**Source passage**.
AI is changing the world faster than most realize
While firms debate ethics opinions, the technology is already reshaping how legal work gets done, priced, and delivered.
AI isn't just changing legal work—it's advancing faster through law than almost any other profession. The Axios piece on AI's rapid transformation hits different when you see it playing out across BigLaw and solo practices.
Dario Amodei predicts AI will eliminate half of entry-level white-collar jobs in one to five years, but in law, we're already seeing this shift. Document review that consumed weeks now happens in hours. Contract analysis requiring associate teams gets handled by one lawyer with strategic prompts. Legal research that tied up entire departments runs overnight.
The adoption velocity is remarkable. ChatGPT reached one million users in five days, but Facebook took ten months. In legal practice, we're seeing similar acceleration curves. Firms that banned AI tools six months ago now scramble to train partners on prompt engineering. Corporate counsel quietly pilot programs while outside firms debate ethics opinions.

**Listed records**.

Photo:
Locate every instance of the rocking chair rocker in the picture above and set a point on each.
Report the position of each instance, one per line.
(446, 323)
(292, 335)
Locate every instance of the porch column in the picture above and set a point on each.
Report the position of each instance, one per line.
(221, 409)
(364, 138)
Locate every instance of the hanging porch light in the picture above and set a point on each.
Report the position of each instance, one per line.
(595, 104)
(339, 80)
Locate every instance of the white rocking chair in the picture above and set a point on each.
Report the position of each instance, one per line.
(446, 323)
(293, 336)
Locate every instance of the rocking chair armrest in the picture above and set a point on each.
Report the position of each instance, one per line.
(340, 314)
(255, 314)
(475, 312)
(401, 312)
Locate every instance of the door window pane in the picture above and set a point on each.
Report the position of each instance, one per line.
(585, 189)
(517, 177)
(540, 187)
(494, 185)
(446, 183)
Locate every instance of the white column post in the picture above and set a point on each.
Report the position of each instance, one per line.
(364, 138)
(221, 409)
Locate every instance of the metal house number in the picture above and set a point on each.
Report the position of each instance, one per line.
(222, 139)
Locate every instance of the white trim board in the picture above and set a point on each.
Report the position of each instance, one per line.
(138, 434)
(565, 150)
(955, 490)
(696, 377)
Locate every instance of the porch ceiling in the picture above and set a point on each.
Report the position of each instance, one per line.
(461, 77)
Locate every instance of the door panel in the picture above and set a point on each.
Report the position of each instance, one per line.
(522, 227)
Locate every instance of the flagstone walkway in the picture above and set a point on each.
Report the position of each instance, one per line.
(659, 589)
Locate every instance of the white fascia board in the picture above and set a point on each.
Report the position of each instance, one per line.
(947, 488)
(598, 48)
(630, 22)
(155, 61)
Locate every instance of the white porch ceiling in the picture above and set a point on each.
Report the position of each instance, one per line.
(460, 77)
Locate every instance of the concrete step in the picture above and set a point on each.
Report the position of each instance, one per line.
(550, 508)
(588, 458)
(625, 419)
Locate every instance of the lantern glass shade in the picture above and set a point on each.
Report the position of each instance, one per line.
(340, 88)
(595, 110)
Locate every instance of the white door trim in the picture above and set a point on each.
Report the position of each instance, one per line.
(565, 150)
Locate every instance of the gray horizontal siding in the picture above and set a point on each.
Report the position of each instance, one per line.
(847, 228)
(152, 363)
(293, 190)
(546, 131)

**Exercise**. Resume the article on AI reshaping legal work from the point at which it stops.

**Result of the exercise**.
What the broader discussion misses: lawyers have unique advantages in this transition because our work centers on judgment, not just information processing. The technology amplifies analytical capabilities rather than replacing them entirely. Junior associates still need training in legal reasoning, but their research methods have fundamentally changed since five years ago.
The challenge isn't whether AI will reshape practice—it's whether firms adapt business models before technology outpaces their ability to capture value. Billable hours face pressure from efficiency gains, partnership structures need reconsideration, and client expectations shift toward results over time invested.
The legal profession is uniquely positioned to help write AI governance frameworks while simultaneously being transformed by the technology itself.